[Position annotation records]

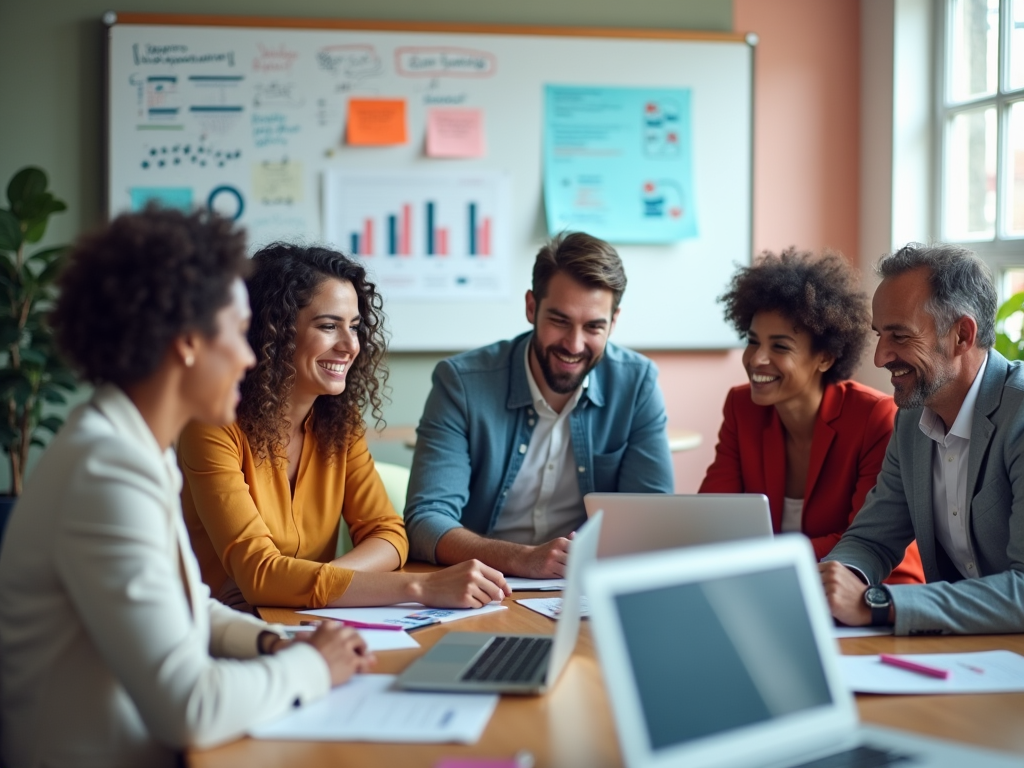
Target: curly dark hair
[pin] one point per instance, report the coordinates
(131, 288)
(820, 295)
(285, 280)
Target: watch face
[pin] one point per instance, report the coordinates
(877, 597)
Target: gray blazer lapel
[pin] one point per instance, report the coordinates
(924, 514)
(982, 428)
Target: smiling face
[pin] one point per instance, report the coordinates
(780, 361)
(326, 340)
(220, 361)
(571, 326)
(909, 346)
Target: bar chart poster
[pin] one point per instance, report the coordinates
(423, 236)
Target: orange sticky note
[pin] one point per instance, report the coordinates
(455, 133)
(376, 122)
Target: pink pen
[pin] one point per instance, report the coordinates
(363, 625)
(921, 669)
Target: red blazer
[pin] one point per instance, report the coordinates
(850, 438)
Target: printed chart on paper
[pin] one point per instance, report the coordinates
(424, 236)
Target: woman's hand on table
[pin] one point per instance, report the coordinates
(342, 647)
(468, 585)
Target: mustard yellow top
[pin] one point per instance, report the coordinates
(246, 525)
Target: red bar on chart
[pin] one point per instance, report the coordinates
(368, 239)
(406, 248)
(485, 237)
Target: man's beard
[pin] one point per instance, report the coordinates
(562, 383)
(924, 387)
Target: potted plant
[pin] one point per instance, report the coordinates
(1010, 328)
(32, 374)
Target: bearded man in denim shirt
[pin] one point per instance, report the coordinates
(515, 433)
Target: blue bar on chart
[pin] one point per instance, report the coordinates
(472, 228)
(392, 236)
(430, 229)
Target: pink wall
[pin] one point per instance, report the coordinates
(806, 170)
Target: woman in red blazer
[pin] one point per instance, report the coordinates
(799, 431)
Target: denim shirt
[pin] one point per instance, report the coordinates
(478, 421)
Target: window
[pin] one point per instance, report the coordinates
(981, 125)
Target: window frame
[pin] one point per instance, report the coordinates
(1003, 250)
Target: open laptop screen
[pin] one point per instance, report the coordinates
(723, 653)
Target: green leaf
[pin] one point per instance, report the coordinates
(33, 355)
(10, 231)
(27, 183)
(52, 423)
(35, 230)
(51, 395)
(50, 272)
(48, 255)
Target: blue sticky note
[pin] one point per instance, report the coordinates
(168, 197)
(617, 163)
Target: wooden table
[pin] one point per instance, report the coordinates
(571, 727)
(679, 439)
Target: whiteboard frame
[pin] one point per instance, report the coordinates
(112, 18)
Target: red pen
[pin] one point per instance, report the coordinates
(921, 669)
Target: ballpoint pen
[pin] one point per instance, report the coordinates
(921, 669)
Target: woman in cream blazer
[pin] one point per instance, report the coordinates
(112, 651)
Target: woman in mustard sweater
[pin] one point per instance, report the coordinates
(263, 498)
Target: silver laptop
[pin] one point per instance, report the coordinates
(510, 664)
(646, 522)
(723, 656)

**EXERCISE BRIEF:** Exactly repeat the lines from the line that contains "Target: printed chart on paper" to the end of the entries, both included, and leave out all other lines.

**TASK OUTPUT:**
Target: printed chart on paper
[pin] one point per instance, report the coordinates
(424, 236)
Target: woman's hand on table
[pin] one point per instance, report the coordinates
(342, 647)
(468, 585)
Target: mustard yellow top
[pin] one point per instance, report the coordinates
(246, 525)
Target: red bar on chart
[pin] one point per instance, report the coordinates
(368, 239)
(406, 248)
(485, 237)
Target: man's beard
[pin] one point per instance, report the coordinates
(562, 383)
(924, 387)
Target: potted plant
[pin] one point per instance, report the coordinates
(1010, 328)
(32, 374)
Target: bearded man in denim shirt
[pin] one point per instance, report the coordinates
(515, 433)
Target: blue bar on chart
[pin] one point per instance, report the coordinates
(472, 228)
(392, 236)
(430, 229)
Target: pink wall
[pin] one point per instance, report the coordinates
(806, 170)
Target: woman in red blazer
[pin] one point per instance, report the coordinates
(799, 431)
Target: denim shirt
[pin] one point per instance, report the coordinates
(478, 421)
Target: window
[pin] one point per instance, report the coordinates
(981, 125)
Target: window frame
[pin] one point per instance, report the coordinates
(1003, 250)
Target: open laptop screen
[pin] one point per instance, report the coordinates
(723, 653)
Target: green leaf
[pin] one point per instance, report the coordinates
(33, 355)
(10, 231)
(27, 183)
(52, 423)
(35, 230)
(51, 395)
(50, 272)
(48, 255)
Target: blue sticky note
[pin] one point per instance, report the coordinates
(168, 197)
(617, 163)
Target: wooden table
[pin] one point per instance, report the coordinates
(571, 727)
(679, 439)
Target: whiteboard frame
[pin] one point per instance, report the coordinates
(112, 18)
Target: red pen
[pin] one point per instance, report the coordinates
(921, 669)
Target: ballpoint pen
[pin] one point per instance, report the coordinates
(921, 669)
Target: woman in cream blazer
[pin] one point per instance, report the coordinates
(112, 651)
Target: woman in mustard sweater
[pin] one point per instance, report the coordinates
(263, 498)
Target: silver laptop
[pin] one point per instance, report the coordinates
(510, 664)
(646, 522)
(723, 656)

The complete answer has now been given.